Document passage.
----------------------------------------

The previous range-opening six-speed manual Liberty 2.5i that retailed for $32,990 (plus on-road costs) has been axed due to slow sales, with the CVT automatic sedan now dropping into that entry-model role same $33k price slot – $2000 cheaper than before.
Likewise, the company has axed the manual gearbox from the 2.5i wagon and reduced the price of the CVT version by $2000, to $34,990.
All variants from the 2.5i up also get tweaks including revised grille and foglights, new alloy wheels, a smaller and sportier steering wheel, electric park brake on the centre console, one-touch indicators, new dashboard colour scheme and standard USB connectivity.
Subaru has dropped the leather trim from 2.5i models in favour of cloth, but will re-fit the cowhide as part of a $3000 extras package that also adds integrated satellite navigation.
Further up the range, Subaru has slashed $1500 from both sedan and wagon versions of the high-specified 2.5 Premium variants, which now start at $39,490 and $41,490 respectively. Along with the price cut, the Premium now also gets Subaru’s EyeSight safety technology.
This system uses twin cameras mounted next to the rear-view mirror, to detect various road hazards and alert the driver. Functions include collision avoidance and autonomous braking.
Manual versions of the up-spec GT Premium Liberty get the aforementioned cosmetic tweaks but retain the same price ($52,990 for the sedan and $54,990 for the wagon).
On the other hand, six-speed Sportshift automatic versions go up $1500 ($56,490 for the sedan and $58,490 for the wagon) but gain EyeSight.
The 3.6 six-cylinder engine option has been ditched from all bar the high-riding Liberty X sedan, and the Exiga people-mover derivation has unchanged pricing ($37,990 for the 2.5i and $42,490 for the Premium).
Fuel economy has been cut by between 3.6 and 5.7 per cent across all 2.5-litre engine variants, thanks to engine tweaks that improve drive-ability in the mid-to-low rev range, plus a lighter and smaller CVT.
Power and torque are also up to 123kW and 235Nm, from 123kW and 229Nm previously.
Subaru also claims to have tweaked the standard all-wheel-drive system, making the automatic distribution of torque between the front and rear wheels more precise. New suspension bushings and a thicker front stabiliser bar reduce noise, vibration and harshness and reduce body-roll.
With sales up a respectable 12.2 per cent to the end of November, the company is banking on this minor upgrade to retain momentum as its mid-sized stalwart faces up to a suite of newer rivals such as the recently released Mazda6 and next year’s new Ford Mondeo and Skoda Octavia.

----------------------------------------

Records supplied.
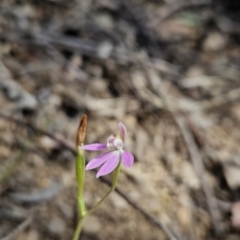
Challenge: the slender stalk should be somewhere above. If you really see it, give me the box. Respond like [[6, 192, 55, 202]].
[[86, 161, 121, 215], [72, 217, 84, 240], [76, 148, 86, 217]]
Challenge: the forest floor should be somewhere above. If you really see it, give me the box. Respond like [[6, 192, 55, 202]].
[[0, 0, 240, 240]]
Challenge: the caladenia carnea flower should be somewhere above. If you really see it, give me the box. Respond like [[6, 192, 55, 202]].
[[81, 122, 134, 178]]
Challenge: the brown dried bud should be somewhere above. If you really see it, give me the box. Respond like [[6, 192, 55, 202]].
[[76, 114, 87, 147]]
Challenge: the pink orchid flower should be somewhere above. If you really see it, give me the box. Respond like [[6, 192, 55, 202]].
[[81, 122, 134, 178]]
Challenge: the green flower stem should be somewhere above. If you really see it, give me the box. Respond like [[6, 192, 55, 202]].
[[76, 148, 86, 218], [73, 217, 84, 240], [86, 161, 121, 215]]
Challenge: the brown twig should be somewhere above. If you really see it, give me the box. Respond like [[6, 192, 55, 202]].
[[151, 0, 212, 27], [173, 114, 221, 234], [0, 216, 32, 240], [0, 113, 180, 240]]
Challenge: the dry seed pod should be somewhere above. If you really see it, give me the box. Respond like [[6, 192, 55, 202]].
[[76, 114, 87, 147]]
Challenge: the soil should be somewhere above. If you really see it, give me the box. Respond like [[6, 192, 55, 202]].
[[0, 0, 240, 240]]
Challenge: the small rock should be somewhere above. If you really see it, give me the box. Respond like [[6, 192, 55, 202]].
[[179, 161, 200, 189], [28, 153, 45, 168], [203, 32, 227, 52], [47, 217, 66, 236], [177, 207, 192, 230], [39, 136, 58, 152], [25, 230, 39, 240], [223, 163, 240, 190], [231, 202, 240, 229], [97, 41, 113, 59], [90, 78, 108, 94], [83, 216, 102, 234]]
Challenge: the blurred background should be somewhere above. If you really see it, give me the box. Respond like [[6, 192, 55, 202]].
[[0, 0, 240, 240]]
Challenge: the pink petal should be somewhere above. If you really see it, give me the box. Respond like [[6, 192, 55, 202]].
[[118, 122, 127, 141], [86, 152, 112, 170], [97, 150, 120, 178], [81, 143, 107, 151], [122, 151, 134, 168]]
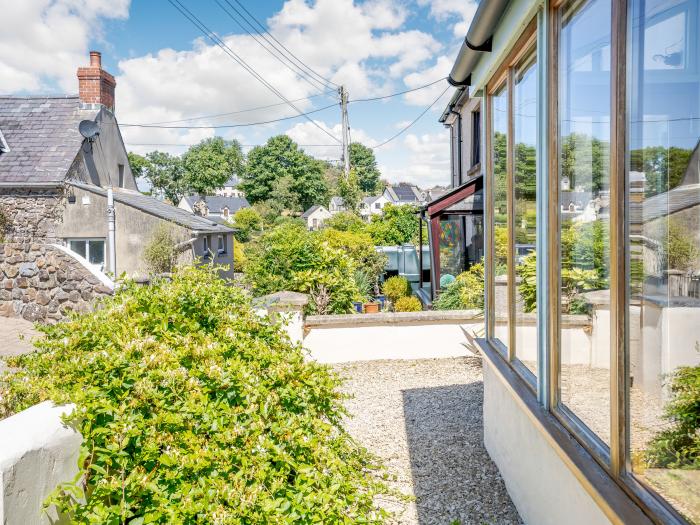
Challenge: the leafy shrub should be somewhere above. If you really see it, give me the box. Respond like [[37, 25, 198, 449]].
[[0, 267, 385, 524], [382, 275, 411, 303], [433, 263, 484, 310], [643, 354, 700, 469], [233, 208, 263, 242], [245, 222, 359, 314], [394, 296, 423, 312], [0, 208, 10, 242], [233, 240, 246, 272], [143, 224, 177, 274]]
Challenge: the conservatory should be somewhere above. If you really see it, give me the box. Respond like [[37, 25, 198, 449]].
[[449, 0, 700, 524]]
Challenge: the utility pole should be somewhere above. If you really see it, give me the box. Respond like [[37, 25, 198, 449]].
[[338, 86, 350, 177]]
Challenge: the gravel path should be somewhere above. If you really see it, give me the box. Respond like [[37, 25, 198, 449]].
[[334, 357, 522, 525]]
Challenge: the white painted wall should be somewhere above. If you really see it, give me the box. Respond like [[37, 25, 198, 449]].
[[483, 359, 611, 525], [0, 401, 82, 525]]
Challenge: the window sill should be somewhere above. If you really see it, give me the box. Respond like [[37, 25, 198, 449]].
[[477, 339, 652, 525]]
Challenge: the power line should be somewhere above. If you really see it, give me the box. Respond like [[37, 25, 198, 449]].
[[122, 78, 444, 128], [168, 0, 340, 142], [348, 77, 447, 104], [214, 0, 332, 91], [119, 104, 335, 128], [372, 86, 450, 149], [137, 91, 335, 125], [225, 0, 340, 88]]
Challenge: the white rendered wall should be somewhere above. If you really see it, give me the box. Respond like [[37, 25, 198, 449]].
[[0, 401, 82, 525], [483, 359, 611, 525]]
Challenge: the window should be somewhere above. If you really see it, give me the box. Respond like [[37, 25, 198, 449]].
[[557, 0, 612, 445], [66, 239, 105, 270], [217, 235, 226, 255], [471, 110, 481, 168], [626, 0, 700, 523]]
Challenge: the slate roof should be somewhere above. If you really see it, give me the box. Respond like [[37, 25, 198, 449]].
[[0, 96, 98, 183], [71, 182, 234, 233], [301, 204, 325, 219], [185, 195, 250, 214]]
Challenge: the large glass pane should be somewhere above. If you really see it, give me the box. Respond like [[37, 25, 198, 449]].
[[491, 86, 508, 346], [627, 0, 700, 523], [513, 50, 537, 375], [558, 0, 611, 444]]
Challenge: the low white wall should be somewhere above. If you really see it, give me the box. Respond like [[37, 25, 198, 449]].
[[0, 401, 82, 525], [483, 359, 611, 525], [304, 311, 483, 363]]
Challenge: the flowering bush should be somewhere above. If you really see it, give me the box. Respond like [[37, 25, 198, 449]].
[[0, 268, 392, 524]]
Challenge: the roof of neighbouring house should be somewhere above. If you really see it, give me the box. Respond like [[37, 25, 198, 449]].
[[0, 96, 99, 184], [185, 195, 250, 213], [386, 184, 420, 202], [301, 204, 327, 219], [70, 181, 235, 233]]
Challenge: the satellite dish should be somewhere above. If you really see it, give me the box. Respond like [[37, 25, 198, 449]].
[[78, 120, 100, 142]]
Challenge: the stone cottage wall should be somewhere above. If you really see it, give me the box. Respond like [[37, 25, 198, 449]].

----------------------------------------

Aim of the task.
In the Subaru Liberty passage:
1. What is the new price of the CVT version of the 2.5i wagon?
2. Where are the twin cameras of the EyeSight system mounted?
3. Which model still keeps the 3.6 six-cylinder engine option?
Answer from the Subaru Liberty passage alone.

Response to this exercise.
1. $34,990
2. Next to the rear-view mirror
3. The high-riding Liberty X sedan